Passage |
Assassin’s Creed Unity: Just What The Series Needs?

Assassin’s Creed has never quite lost its edge. Though everyone has their own order in which the games rank, Ubisoft has been consistent throughout the entire franchise, experimenting with certain elements while retaining a solid core template.

With the arrival of Assassin’s Creed III, there was a slight change in focus. Ubisoft’s amalgam of studios worked to streamline the series, refining features such as combat and free-running. Meanwhile, the studios have continued to expand the Assassin’s Creed experience through other means. Since Brotherhood, multiplayer has been a much-enjoyed staple of the franchise, subsequent games ushering in everything from item crafting and hunting to full-on naval warfare.


It’s been interesting to watch the series continue to expand as Ubisoft hop from one historic era to the next. In Assassin’s Creed Unity, however, the developer has done more than provide a mere change of setting. For the first time, Assassin’s Creed will feature online co-op elements weaved into the singleplayer campaign.

During Monday night’s quartet of press conferences the game was demoed twice, giving a basic overview of how this new online focus works. In the latter demonstration, we were introduced to Arno, one of the four playable assassin’s in Unity. As creative director, Alex Amancio, trawled through the streets of Paris, he received a series of notifications, showing off the game’s huge slab of side content.

Some of these updates were ambient gameplay events happening around Arno such as citizens being attacked. Others, however, were mission markers, allowing players to jump into one of Unity’s “Brotherhood Missions”. One of these was shown in the Microsoft demo which had four assassins sneaking into a grand Parisian estate.

In terms of the core Assassin’s Creed gameplay, nothing seems to have changed dramatically. Little touches, such as the cover system, make a return alongside further enhancements to free-running and switching between weapons. The only major difference is simply the presence of other players.

Stated exercise 1 | In the records, copy the lines from the line containing "of the dusty" to the line containing "[[183, 52]]", including both of those lines.
The article above has no connection to the records that follow it.

Extracted information |
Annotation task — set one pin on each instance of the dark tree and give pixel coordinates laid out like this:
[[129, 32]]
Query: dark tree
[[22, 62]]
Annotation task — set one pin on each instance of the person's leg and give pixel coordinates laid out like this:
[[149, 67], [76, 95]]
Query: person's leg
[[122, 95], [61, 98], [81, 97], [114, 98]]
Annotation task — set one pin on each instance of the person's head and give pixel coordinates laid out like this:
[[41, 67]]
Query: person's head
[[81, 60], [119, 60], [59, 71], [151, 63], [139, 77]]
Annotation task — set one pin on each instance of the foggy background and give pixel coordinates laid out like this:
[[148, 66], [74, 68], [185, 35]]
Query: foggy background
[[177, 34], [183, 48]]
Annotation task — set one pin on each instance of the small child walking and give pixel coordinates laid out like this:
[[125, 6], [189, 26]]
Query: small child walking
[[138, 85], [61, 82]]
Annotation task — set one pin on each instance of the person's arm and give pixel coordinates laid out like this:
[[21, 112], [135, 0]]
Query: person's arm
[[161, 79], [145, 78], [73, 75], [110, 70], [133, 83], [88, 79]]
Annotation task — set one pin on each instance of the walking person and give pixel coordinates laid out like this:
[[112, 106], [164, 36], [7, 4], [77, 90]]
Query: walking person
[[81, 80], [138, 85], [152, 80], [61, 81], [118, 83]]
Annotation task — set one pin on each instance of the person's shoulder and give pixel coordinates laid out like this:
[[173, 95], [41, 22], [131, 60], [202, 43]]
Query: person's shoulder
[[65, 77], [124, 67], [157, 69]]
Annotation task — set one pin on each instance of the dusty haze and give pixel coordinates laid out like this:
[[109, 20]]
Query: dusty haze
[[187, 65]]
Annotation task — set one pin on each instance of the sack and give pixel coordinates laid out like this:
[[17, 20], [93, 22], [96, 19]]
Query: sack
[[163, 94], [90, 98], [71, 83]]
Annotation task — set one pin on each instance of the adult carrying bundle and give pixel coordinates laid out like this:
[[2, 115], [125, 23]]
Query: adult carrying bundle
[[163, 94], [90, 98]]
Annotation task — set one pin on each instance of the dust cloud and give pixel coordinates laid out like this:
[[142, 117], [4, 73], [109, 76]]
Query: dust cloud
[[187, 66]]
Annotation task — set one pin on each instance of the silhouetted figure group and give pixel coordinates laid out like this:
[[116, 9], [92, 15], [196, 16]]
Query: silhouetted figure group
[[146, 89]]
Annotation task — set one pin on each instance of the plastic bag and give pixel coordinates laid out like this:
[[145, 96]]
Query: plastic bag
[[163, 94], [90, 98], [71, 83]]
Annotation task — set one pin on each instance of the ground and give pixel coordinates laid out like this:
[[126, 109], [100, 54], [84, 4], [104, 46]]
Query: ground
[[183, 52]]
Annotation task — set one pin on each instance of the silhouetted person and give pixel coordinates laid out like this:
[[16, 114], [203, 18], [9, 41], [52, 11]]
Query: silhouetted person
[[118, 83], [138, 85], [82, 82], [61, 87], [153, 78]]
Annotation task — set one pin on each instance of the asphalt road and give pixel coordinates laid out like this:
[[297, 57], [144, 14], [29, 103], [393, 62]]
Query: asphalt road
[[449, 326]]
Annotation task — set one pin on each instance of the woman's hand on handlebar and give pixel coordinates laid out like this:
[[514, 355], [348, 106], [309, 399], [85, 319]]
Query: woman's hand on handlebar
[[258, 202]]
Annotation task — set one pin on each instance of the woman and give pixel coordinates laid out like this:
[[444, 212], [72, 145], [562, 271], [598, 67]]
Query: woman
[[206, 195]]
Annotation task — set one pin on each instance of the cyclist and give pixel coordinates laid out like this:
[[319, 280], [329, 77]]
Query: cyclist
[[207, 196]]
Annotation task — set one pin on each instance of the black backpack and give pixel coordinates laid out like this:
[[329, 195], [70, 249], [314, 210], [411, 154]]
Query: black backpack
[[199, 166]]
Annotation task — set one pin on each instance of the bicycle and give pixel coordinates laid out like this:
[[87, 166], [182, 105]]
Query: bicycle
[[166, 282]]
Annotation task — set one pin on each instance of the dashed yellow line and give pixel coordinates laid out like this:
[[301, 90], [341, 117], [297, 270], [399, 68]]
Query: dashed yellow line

Stated exercise 2 | According to the Assassin's Creed Unity article, what does the series feature for the first time in Unity's singleplayer campaign?

Task solution 1 |
Annotation task — set one pin on each instance of the dusty haze and give pixel coordinates laid out like this:
[[109, 20]]
Query: dusty haze
[[187, 65]]
Annotation task — set one pin on each instance of the sack and give pixel coordinates laid out like this:
[[17, 20], [93, 22], [96, 19]]
Query: sack
[[163, 94], [90, 98], [71, 83]]
Annotation task — set one pin on each instance of the adult carrying bundle and give pixel coordinates laid out like this:
[[2, 115], [125, 23]]
Query: adult carrying bundle
[[163, 94], [90, 98]]
Annotation task — set one pin on each instance of the dust cloud and give pixel coordinates laid out like this:
[[142, 117], [4, 73], [109, 76]]
Query: dust cloud
[[187, 66]]
Annotation task — set one pin on each instance of the silhouetted figure group and give pixel coordinates laid out like this:
[[116, 9], [92, 15], [196, 16]]
Query: silhouetted figure group
[[146, 89]]
Annotation task — set one pin on each instance of the plastic bag and give pixel coordinates laid out like this:
[[145, 96]]
Query: plastic bag
[[163, 94], [90, 98], [71, 83]]
Annotation task — set one pin on each instance of the ground and give pixel coordinates laid out like this:
[[126, 109], [100, 54], [84, 4], [104, 46]]
Query: ground
[[183, 52]]

Task solution 2 | Online co-op elements are woven into the singleplayer campaign.